* _Directions_: Copy out every line of the material below word for word, leaving nothing out and changing nothing.

* _Record extracts_:
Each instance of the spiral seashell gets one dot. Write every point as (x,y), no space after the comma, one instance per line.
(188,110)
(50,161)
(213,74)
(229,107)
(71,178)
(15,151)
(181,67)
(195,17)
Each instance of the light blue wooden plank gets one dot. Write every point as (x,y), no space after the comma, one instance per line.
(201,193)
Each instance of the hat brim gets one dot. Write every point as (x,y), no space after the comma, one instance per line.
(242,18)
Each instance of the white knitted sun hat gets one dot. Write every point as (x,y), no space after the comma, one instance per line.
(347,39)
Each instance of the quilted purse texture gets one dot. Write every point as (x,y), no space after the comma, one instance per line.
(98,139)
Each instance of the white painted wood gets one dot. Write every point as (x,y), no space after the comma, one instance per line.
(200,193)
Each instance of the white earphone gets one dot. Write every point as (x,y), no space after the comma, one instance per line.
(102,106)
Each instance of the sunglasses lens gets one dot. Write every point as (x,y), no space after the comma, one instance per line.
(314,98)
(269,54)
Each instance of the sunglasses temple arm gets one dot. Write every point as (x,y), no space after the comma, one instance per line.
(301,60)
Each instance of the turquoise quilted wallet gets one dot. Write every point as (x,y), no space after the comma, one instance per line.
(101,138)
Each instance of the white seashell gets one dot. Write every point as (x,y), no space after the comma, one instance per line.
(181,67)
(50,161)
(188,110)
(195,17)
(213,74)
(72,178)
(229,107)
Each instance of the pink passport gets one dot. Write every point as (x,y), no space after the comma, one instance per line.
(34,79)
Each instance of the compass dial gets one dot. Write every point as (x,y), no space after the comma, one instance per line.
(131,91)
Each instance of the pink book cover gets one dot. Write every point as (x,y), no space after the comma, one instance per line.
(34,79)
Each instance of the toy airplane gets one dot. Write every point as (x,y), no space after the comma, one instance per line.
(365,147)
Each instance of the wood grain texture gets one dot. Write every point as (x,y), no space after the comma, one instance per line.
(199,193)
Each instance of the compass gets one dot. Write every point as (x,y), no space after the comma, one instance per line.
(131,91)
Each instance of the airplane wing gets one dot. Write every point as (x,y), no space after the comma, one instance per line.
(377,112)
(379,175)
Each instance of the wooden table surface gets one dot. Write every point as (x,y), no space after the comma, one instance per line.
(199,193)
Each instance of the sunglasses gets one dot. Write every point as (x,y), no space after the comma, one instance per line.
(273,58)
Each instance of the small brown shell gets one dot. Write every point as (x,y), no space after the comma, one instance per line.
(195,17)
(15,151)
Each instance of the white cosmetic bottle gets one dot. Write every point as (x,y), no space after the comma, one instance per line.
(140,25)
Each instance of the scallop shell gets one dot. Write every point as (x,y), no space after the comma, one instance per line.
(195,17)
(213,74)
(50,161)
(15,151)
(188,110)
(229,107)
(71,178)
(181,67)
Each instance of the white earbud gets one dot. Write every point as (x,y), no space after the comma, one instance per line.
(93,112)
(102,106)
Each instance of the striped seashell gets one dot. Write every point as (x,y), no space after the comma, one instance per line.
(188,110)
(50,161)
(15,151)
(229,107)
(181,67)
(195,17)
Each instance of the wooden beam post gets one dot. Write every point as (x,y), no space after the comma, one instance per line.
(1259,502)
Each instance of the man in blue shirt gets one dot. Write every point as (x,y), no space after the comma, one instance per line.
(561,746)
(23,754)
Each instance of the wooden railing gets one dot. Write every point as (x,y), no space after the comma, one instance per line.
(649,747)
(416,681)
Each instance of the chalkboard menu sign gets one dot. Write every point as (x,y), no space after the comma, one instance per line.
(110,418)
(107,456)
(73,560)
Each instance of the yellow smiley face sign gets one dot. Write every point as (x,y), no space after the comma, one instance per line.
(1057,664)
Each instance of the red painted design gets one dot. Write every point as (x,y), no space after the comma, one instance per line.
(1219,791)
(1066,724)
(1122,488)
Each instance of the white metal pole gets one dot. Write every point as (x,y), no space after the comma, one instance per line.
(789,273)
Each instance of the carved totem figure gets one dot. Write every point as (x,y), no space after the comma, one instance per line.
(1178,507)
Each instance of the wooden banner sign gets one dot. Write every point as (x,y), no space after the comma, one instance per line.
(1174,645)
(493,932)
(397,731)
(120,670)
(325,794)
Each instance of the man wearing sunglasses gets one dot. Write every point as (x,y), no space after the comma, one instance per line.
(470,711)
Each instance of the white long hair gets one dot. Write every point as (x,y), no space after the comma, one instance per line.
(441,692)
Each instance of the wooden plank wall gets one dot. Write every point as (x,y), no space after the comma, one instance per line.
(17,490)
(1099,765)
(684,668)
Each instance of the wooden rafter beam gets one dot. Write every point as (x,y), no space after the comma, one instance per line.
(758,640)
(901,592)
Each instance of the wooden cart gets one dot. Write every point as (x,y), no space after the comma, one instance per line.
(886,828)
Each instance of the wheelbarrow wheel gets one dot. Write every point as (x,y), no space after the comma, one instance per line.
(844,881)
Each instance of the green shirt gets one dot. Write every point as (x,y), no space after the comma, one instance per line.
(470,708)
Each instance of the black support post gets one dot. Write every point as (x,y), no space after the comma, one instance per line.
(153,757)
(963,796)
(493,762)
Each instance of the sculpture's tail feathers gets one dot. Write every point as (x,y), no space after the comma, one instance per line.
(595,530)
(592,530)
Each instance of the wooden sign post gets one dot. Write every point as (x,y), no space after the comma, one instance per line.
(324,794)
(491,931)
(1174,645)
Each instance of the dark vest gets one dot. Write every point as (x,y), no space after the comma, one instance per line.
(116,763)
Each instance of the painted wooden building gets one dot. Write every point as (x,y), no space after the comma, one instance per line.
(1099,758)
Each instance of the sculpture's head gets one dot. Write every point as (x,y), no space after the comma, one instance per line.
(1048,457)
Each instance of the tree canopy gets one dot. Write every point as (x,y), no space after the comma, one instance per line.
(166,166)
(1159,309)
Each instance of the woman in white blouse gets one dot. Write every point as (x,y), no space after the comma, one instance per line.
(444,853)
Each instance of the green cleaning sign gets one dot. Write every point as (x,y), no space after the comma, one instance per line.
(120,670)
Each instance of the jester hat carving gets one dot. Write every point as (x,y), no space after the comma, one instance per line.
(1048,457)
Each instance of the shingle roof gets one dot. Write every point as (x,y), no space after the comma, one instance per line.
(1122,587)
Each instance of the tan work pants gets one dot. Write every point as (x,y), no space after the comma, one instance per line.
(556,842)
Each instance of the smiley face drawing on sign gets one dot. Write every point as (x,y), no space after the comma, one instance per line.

* _Written solution_:
Each instance of the spiral seashell gets one dot. Write every point as (x,y), no space after the comma, one instance per line.
(188,110)
(50,161)
(213,74)
(229,107)
(71,178)
(15,151)
(181,67)
(195,17)
Each instance of the light blue wooden plank gets one dot. Write every point as (x,y), no space after the comma, one instance per line.
(201,193)
Each instance of the hat brim gets one dot. Write every point as (x,y), no space after the comma, one instance per line.
(242,18)
Each instance of the white knitted sun hat gets one dot. Write every point as (x,y), no space after the comma, one instance per line.
(347,39)
Each instance of the quilted purse texture gets one dot. Write every point as (x,y), no space after the comma, one instance per line.
(98,139)
Each instance of the white painted wood gets one dot. Write every point as (x,y), no space after the comma, one instance per line.
(200,193)
Each instance of the white earphone gets one dot. Write every point as (x,y), no space after the comma, one instance per line.
(102,106)
Each instance of the sunglasses lens gets one dot. Write every point as (x,y), no space after the comma, one instance per line.
(314,98)
(269,54)
Each instance of the sunglasses temple arm gets one dot. Write every point as (x,y), no space after the comma, one instance per line.
(301,60)
Each instance of the turquoise quilted wallet gets one dot. Write every point as (x,y), no space after the comma, one instance per line.
(101,138)
Each instance of the white seashell gets one dot. Write every point as (x,y), no space after the comma, one instance per line.
(181,67)
(50,161)
(188,110)
(195,17)
(213,74)
(72,178)
(229,107)
Each instance of the pink passport gets one dot. Write every point as (x,y), no space after the comma, one instance per line.
(34,79)
Each instance of the compass dial gets one dot. Write every point as (x,y), no space after the comma, one instance per line.
(131,91)
Each instance of the pink book cover gets one dot. Write every point as (x,y), no space after the comma, one instance per line.
(34,79)
Each instance of the toy airplane gets one dot. Write every point as (x,y), no space after the comma, one instance per line.
(365,147)
Each instance of the wood grain texture gets one dot. Write every point as (x,y), no space after the comma, one instance per line.
(199,193)
Each instance of the compass gets one dot. Write every point as (x,y), no space after the comma, one instance per line.
(131,91)
Each instance of the airplane wing gets one dot. Write every point as (x,y), no space after the comma, one instance per line.
(377,112)
(379,175)
Each instance of the wooden table surface gets one dot. Write every point as (x,y), no space after the comma, one instance per line.
(199,193)
Each instance of the sunglasses gets one dot. Write every point as (x,y), no space after the comma, one instance per line.
(273,58)
Each instance of the small brown shell gets one dot. Write every point as (x,y), no space after the comma, one instance per line.
(195,17)
(15,151)
Each instance of the white cosmetic bottle gets one dot. Write every point as (x,y), no space after the comma, one instance per line.
(140,25)
Each instance of the scallop shell gets one dot. Write every point as (x,y), no space after the comma, one instance per line.
(195,17)
(213,74)
(50,161)
(15,151)
(188,110)
(229,107)
(71,178)
(181,67)
Each instance of the white earbud gets one dot. Write every point as (x,y), no space after the comma, one instance per line.
(93,112)
(102,106)
Each instance of the striped seashell gets one dot. Write every point as (x,y), no space after the comma, one instance per line.
(188,110)
(50,161)
(15,151)
(229,107)
(181,67)
(195,17)
Each instance of the wooden beam post gets one dot. Write every point as (x,y), no space after the comma, one instance per line.
(1259,502)
Each instance of the man in blue shirt gets one dot. Write every point as (x,y), no space after the comma, one instance per line.
(561,746)
(23,754)
Each instance of the wooden railing gets one dot. Write every point as (x,y), no space after the comma, one instance per line.
(649,747)
(416,681)
Each instance of the chalkboard menu sign gets one dot. Write every point as (x,y), no space after the comma, one instance per line.
(110,418)
(107,456)
(73,560)
Each instance of the yellow smiley face sign gets one dot. Write every point as (x,y), no space after the comma, one instance per line.
(1057,664)
Each instance of the red painted design gets one dot. Write every point as (x,y), no space after the comma, one instance per line.
(1219,791)
(1066,724)
(1122,488)
Each instance of the white metal pole gets one dot. Write every point as (x,y), no space after the comma, one instance per line.
(789,273)
Each instance of the carved totem figure gets one dot. Write every point as (x,y), no space after the comma, one instance per line.
(1178,507)
Each instance of the wooden banner sign gets one dot. Write every point as (x,y), no space after the comma, one instance per line.
(1174,645)
(493,932)
(397,731)
(120,670)
(325,794)
Each instance of the man wearing sunglasses gets one dot. Write every point as (x,y), no space after the comma, one instance per line.
(470,711)
Each instance of the white long hair gets one dot. Write every point as (x,y), no space after the comma, one instance per line.
(441,692)
Each instance of the wooden plank wall gets one dot. Write every point as (x,y), no space after the comma, one instance per line.
(17,490)
(1099,765)
(684,668)
Each instance of the wooden rafter beam gets one dot. Write every point as (x,y), no space after the comma, one instance per line.
(758,640)
(901,592)
Each instance of the wooden cart gets one dot. Write every point as (x,y), no space after the comma, one instance per line.
(886,828)
Each instance of the wheelbarrow wheel gets one dot. Write every point as (x,y), no space after the comma, one instance per line.
(844,881)
Each instance of the green shirt gets one dot. Write every point as (x,y), no space after the comma, one instance per line.
(470,708)
Each instance of the black support post gets one dot. Write every point as (x,y), no space after the comma, one instance per line.
(153,757)
(963,796)
(493,762)
Each instance of the sculpture's tail feathers gets one dot. Write every point as (x,y), no space after the comma, one instance per line.
(595,530)
(592,530)
Each instance of the wooden sign post gets one dot. Write every point as (x,y), no space after the comma, one instance per line.
(324,794)
(491,931)
(1174,645)
Each instance of the dark vest gets one dot. Write every point as (x,y), no space after the comma, one instance per line.
(116,763)
Each instance of the painted wooden building gets one dot. Write every point as (x,y), no space after the comma, one instance per line.
(1099,758)
Each instance of the sculpture's head gets one dot. Write every point as (x,y), no space after the comma, one instance per line.
(1048,457)
Each instance of the tree canopy gets one dot. Write every point as (x,y), no space after the comma, one instance per line.
(166,166)
(1159,309)
Each instance of the woman in white blouse gets one dot. Write every point as (x,y), no space after the comma, one instance per line.
(444,853)
Each instance of the green cleaning sign gets one dot. Write every point as (x,y), no space after the comma, one instance per line.
(120,670)
Each instance of the jester hat carving gets one dot. Write every point as (x,y), no space after the comma, one instance per line.
(1048,457)
Each instance of the shingle roof gets one dot. Write every point as (x,y), no space after the comma, one instance per line.
(1122,587)
Each instance of the tan work pants gets one dot. Write every point as (x,y), no space after the comma, one instance per line.
(556,842)
Each instance of the smiley face drawing on sign gets one dot. Write every point as (x,y), no space after the comma, one instance per line.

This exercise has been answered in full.